= Text section =
* * *
For me this is a strong list and features many attributes of Catholicism that I respect and admire. However, the Catholic church is not without its problems.
What Bothers Me Now About Catholicism
The biggest issue for me that troubles me deeply is the child sex abuse scandal which seems to get new life in different parts of the globe or the United States. A few months back in writing a post I spent 30 to 45 minutes reading a good chunk of the Pennsylvania Grand Jury report that detailed the cover up of child sex abuse, pedophilia and more inside the state of Pennsylvania. You can read that post in, “As the Catholic Sex Abuse Scandal Unfolds in Pennsylvania Let’s Remember the Sex Abuse Scandal in Sovereign Grace Ministries. The Complicity of The Gospel Coalition, and D.A Carson Defending Mahaney by Attacking Someone Who was Raped at 13.”After spending time reading a couple of chapters I was sick to my stomach. I was deeply disappointed in the Catholic church engaging in such a cover up that lasted several decades. This is a major problem that still needs to be dealt with. The situation seems to grow, from Chile, to Honduras, and Ireland and more. This is a cancer that threatens the Catholic church in my opinion. The church needs to come clean and deal with the problem. No child should be abused, raped or covered up inside Catholicism.
Taking Communion With My Dad for the Last Time and the First Time in 20 Years
Up above you have my history, how I left and what draws me back and what I still struggle with today. So let me tie this into my Dad. When my Mom died my sister was cleaning and she came across a note that Dad wrote to Mom years ago. In the note Dad expressed his disappointment in me leaving Catholicism. He was frustrated that I was outside Catholicism. When I heard that I was not angry at Dad instead I tried to spend more time with him going to Mass or more when I was able to see him. When my Dad’s illness progressed due to his brain tumor he became bed bound in the front room of the house. When he couldn’t take communion because he could not go to mass the church sent someone to the house.
* * *
= Provided records =
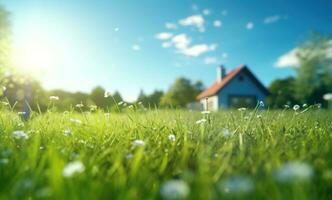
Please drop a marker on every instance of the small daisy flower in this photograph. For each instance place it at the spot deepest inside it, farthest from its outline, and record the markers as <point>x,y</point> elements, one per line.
<point>80,105</point>
<point>138,143</point>
<point>294,171</point>
<point>226,133</point>
<point>172,137</point>
<point>73,168</point>
<point>174,189</point>
<point>107,94</point>
<point>76,121</point>
<point>206,112</point>
<point>20,135</point>
<point>242,109</point>
<point>201,121</point>
<point>296,107</point>
<point>54,98</point>
<point>21,113</point>
<point>236,185</point>
<point>67,132</point>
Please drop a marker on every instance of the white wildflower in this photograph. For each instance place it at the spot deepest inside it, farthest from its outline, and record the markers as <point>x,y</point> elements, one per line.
<point>294,171</point>
<point>4,103</point>
<point>242,109</point>
<point>76,121</point>
<point>296,107</point>
<point>327,97</point>
<point>138,143</point>
<point>54,98</point>
<point>93,107</point>
<point>236,185</point>
<point>80,105</point>
<point>129,156</point>
<point>20,135</point>
<point>107,94</point>
<point>21,113</point>
<point>201,121</point>
<point>226,133</point>
<point>67,132</point>
<point>4,161</point>
<point>172,137</point>
<point>174,189</point>
<point>72,168</point>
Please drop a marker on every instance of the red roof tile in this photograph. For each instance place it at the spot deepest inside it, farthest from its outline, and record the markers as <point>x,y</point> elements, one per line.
<point>218,85</point>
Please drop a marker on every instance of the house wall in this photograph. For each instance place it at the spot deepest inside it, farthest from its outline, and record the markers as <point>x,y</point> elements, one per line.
<point>236,87</point>
<point>213,103</point>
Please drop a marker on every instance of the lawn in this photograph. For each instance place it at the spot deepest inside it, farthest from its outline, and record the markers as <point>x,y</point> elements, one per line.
<point>167,154</point>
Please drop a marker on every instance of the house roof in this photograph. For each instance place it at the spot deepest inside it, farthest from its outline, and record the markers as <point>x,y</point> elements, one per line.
<point>218,85</point>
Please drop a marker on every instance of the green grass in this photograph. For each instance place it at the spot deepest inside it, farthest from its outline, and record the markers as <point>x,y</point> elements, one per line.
<point>203,156</point>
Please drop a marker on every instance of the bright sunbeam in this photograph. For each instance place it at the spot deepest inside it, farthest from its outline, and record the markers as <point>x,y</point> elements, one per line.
<point>32,57</point>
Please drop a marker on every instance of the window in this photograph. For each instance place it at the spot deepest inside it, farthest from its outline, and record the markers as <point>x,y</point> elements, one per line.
<point>238,101</point>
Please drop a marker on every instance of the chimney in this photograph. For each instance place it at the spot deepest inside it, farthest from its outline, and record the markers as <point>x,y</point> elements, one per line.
<point>221,72</point>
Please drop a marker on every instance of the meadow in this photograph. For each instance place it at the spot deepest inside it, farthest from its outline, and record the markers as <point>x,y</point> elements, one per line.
<point>141,153</point>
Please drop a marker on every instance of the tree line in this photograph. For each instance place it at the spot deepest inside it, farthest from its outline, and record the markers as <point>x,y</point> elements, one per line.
<point>313,79</point>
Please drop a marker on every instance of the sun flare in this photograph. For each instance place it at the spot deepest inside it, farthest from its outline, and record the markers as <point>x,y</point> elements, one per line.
<point>32,57</point>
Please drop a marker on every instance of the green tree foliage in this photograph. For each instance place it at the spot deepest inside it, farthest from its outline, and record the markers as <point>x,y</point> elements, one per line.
<point>314,76</point>
<point>152,100</point>
<point>97,96</point>
<point>181,93</point>
<point>281,93</point>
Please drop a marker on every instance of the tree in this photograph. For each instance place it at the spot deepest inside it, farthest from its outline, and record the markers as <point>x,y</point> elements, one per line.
<point>181,93</point>
<point>117,97</point>
<point>150,100</point>
<point>281,93</point>
<point>314,75</point>
<point>97,96</point>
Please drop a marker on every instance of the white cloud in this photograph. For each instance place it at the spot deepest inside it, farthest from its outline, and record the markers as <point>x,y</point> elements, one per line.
<point>224,12</point>
<point>170,25</point>
<point>210,60</point>
<point>166,44</point>
<point>198,49</point>
<point>181,41</point>
<point>250,25</point>
<point>194,7</point>
<point>206,12</point>
<point>272,19</point>
<point>289,59</point>
<point>217,23</point>
<point>194,20</point>
<point>136,47</point>
<point>164,36</point>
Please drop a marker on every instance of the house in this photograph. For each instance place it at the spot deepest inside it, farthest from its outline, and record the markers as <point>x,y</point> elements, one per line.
<point>237,88</point>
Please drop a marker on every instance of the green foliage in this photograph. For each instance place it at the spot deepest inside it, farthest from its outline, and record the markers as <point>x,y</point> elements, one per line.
<point>281,93</point>
<point>204,156</point>
<point>181,93</point>
<point>314,76</point>
<point>151,100</point>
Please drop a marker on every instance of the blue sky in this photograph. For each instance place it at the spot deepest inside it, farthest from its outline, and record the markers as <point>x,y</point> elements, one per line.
<point>128,45</point>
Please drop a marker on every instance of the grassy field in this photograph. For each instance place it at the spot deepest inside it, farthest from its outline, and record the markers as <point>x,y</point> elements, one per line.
<point>155,154</point>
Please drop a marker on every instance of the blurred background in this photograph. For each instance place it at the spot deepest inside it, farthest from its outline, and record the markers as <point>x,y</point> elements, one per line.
<point>161,53</point>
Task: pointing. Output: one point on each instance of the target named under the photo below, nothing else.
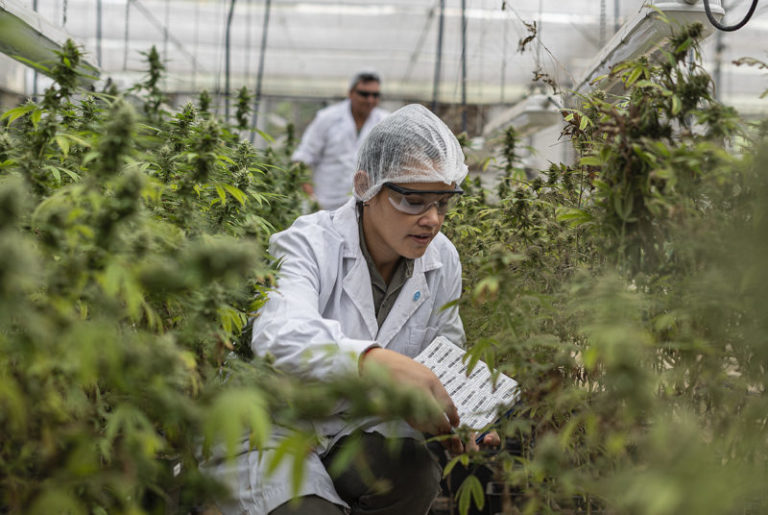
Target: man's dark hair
(364, 76)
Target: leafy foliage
(623, 294)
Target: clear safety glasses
(416, 202)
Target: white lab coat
(329, 146)
(324, 298)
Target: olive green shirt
(384, 295)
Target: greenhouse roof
(312, 47)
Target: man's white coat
(329, 145)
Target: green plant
(622, 294)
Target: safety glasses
(366, 94)
(416, 202)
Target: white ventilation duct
(643, 35)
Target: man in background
(329, 145)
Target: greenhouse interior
(173, 338)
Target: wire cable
(729, 28)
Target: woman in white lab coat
(369, 280)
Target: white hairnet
(410, 145)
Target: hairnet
(410, 145)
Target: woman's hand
(404, 370)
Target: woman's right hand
(404, 370)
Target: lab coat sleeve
(313, 142)
(290, 326)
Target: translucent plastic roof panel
(314, 46)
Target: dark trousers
(388, 480)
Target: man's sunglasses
(416, 202)
(366, 94)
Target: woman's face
(391, 233)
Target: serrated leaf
(35, 116)
(234, 414)
(470, 490)
(591, 161)
(677, 105)
(584, 123)
(222, 194)
(235, 192)
(63, 143)
(17, 112)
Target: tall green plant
(621, 293)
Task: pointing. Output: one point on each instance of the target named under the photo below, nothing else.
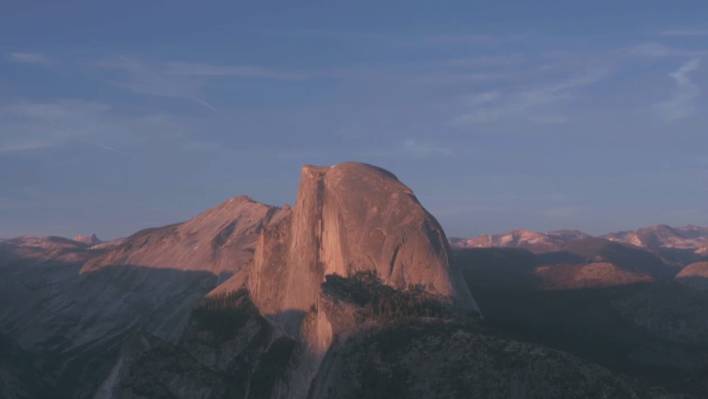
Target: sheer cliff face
(349, 218)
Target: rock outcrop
(90, 239)
(220, 240)
(695, 274)
(351, 218)
(532, 240)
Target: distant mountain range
(657, 238)
(353, 292)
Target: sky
(116, 116)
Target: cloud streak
(28, 58)
(538, 105)
(682, 103)
(183, 80)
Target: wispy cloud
(421, 149)
(536, 104)
(411, 148)
(28, 126)
(686, 32)
(36, 126)
(682, 103)
(183, 80)
(655, 49)
(28, 58)
(240, 71)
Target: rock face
(220, 240)
(87, 239)
(350, 218)
(532, 240)
(695, 274)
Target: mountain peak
(88, 239)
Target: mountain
(678, 246)
(353, 291)
(91, 239)
(527, 239)
(220, 240)
(617, 311)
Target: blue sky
(115, 116)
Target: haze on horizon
(543, 116)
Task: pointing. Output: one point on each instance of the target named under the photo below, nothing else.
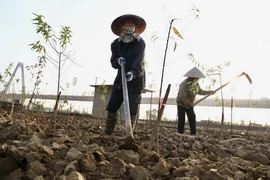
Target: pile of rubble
(35, 146)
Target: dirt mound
(35, 146)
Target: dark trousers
(116, 100)
(181, 112)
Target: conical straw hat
(116, 25)
(195, 73)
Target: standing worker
(188, 89)
(128, 48)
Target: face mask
(128, 30)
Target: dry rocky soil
(37, 146)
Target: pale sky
(235, 31)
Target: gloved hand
(120, 60)
(129, 76)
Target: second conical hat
(195, 73)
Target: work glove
(120, 60)
(129, 76)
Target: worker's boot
(111, 122)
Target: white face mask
(128, 29)
(128, 34)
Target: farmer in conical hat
(128, 48)
(188, 89)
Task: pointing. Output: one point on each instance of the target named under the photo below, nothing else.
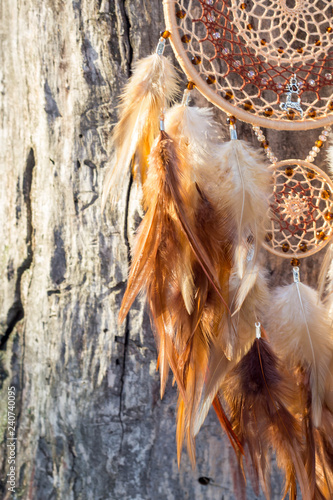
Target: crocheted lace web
(301, 210)
(248, 53)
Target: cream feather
(196, 129)
(329, 387)
(330, 155)
(152, 86)
(300, 332)
(196, 133)
(246, 190)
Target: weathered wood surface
(90, 424)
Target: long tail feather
(301, 334)
(153, 85)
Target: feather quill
(152, 86)
(246, 190)
(175, 231)
(258, 393)
(300, 332)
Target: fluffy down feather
(246, 188)
(258, 394)
(152, 86)
(300, 331)
(249, 298)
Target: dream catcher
(262, 358)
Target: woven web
(301, 210)
(249, 51)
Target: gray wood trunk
(90, 423)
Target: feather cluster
(153, 85)
(197, 258)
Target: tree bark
(90, 423)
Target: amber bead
(303, 247)
(196, 60)
(325, 194)
(231, 120)
(210, 79)
(248, 105)
(285, 247)
(228, 95)
(321, 235)
(165, 34)
(329, 216)
(181, 14)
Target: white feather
(300, 331)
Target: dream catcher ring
(301, 210)
(269, 65)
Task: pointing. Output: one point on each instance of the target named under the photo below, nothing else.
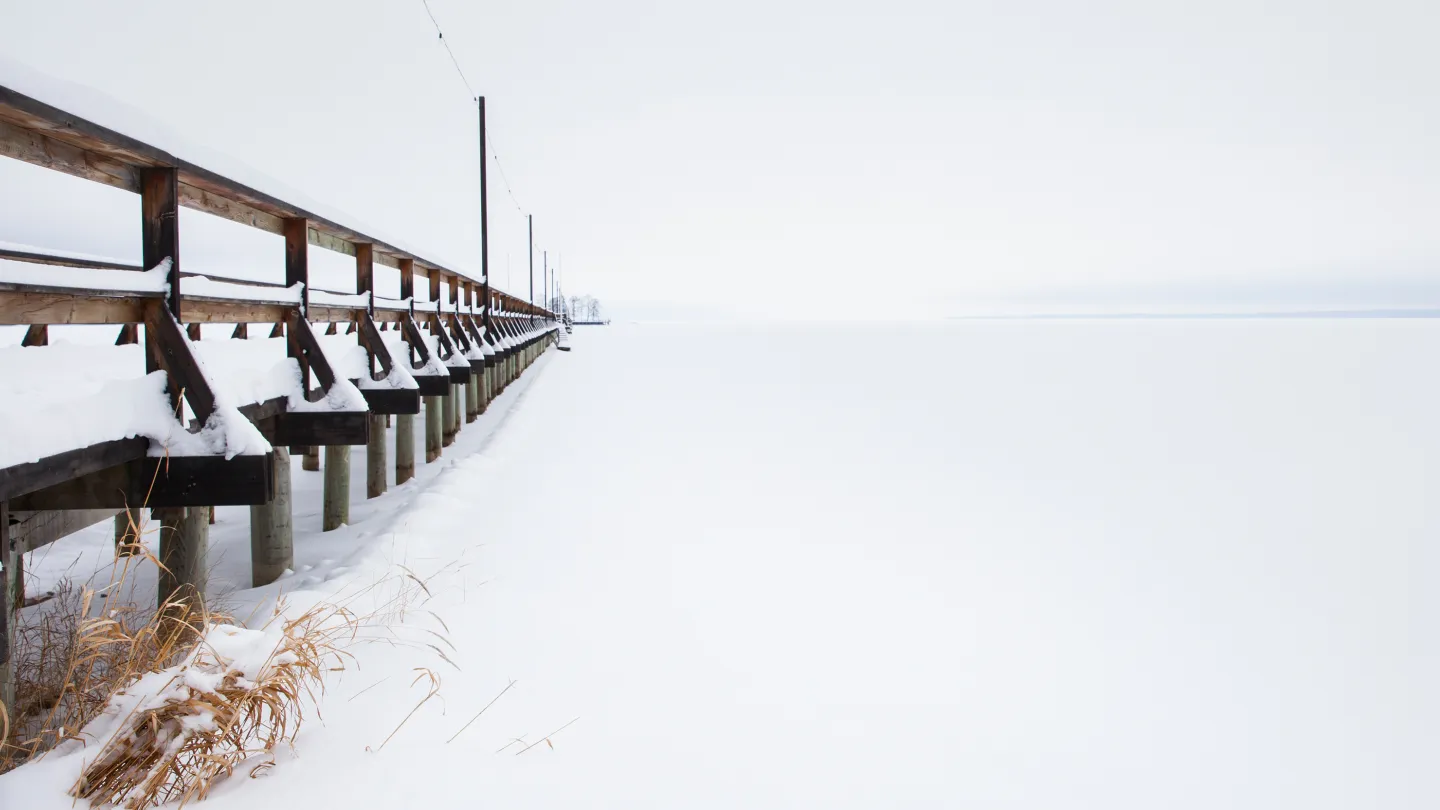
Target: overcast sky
(761, 156)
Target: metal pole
(484, 225)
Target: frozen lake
(981, 564)
(977, 564)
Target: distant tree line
(579, 307)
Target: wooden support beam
(160, 227)
(406, 278)
(185, 538)
(51, 470)
(375, 464)
(199, 309)
(403, 448)
(297, 271)
(180, 480)
(167, 349)
(10, 585)
(128, 526)
(434, 437)
(365, 270)
(448, 415)
(35, 304)
(272, 528)
(36, 529)
(321, 428)
(336, 509)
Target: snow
(1002, 564)
(153, 280)
(401, 350)
(350, 361)
(102, 110)
(251, 371)
(104, 395)
(241, 291)
(18, 247)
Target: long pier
(448, 343)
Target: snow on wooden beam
(45, 136)
(177, 480)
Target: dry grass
(169, 709)
(163, 699)
(209, 714)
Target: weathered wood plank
(41, 149)
(29, 257)
(167, 349)
(51, 470)
(199, 309)
(33, 304)
(160, 227)
(36, 529)
(232, 209)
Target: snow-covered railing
(190, 438)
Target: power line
(494, 153)
(454, 61)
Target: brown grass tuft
(180, 730)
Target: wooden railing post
(405, 423)
(375, 466)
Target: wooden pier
(460, 346)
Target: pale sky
(759, 157)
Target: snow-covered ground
(975, 564)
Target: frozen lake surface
(975, 564)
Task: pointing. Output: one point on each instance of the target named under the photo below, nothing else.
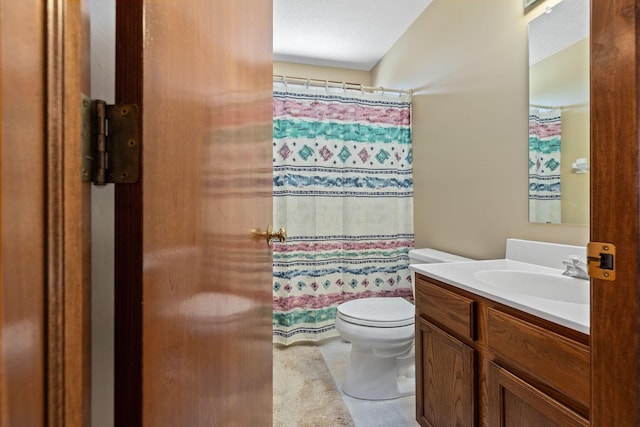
* * *
= What needs to be done =
Continue the essay about leaving Catholicism and the writer's father, starting right after its last sentence.

= Answer space =
When I was with my Dad and someone arrived to give him communion I was asked if I wanted to receive communion. Thinking of how Dad felt and what he believed I wanted to honor him. I wanted to make him happy and give him some comfort in the illness he was dealing with. So I took communion two times on two consecutive days. The last time was on November 19, 2018. That is the date of the picture above. I took communion to honor Dad. I didn’t know it at the time but it would be the last and final time I would do so with Dad. He would enter the hospital on November 20, 2018 for the last time and died on November 21, 2018.
In taking communion I wanted to honor Dad and knowing how he felt about me. I hope that gave him peace and comfort. I hope he felt like I respected and loved him in practicing Catholicism before him. Life is too short to be torn apart by religious disagreements. But in the wake of everything that happened I have peace about doing this for Dad. There are no regrets. Had I declined knowing how active Dad was in Catholicism then I would have had regrets. However that is not an issue today. For me it reminds me of how complicated religion can be.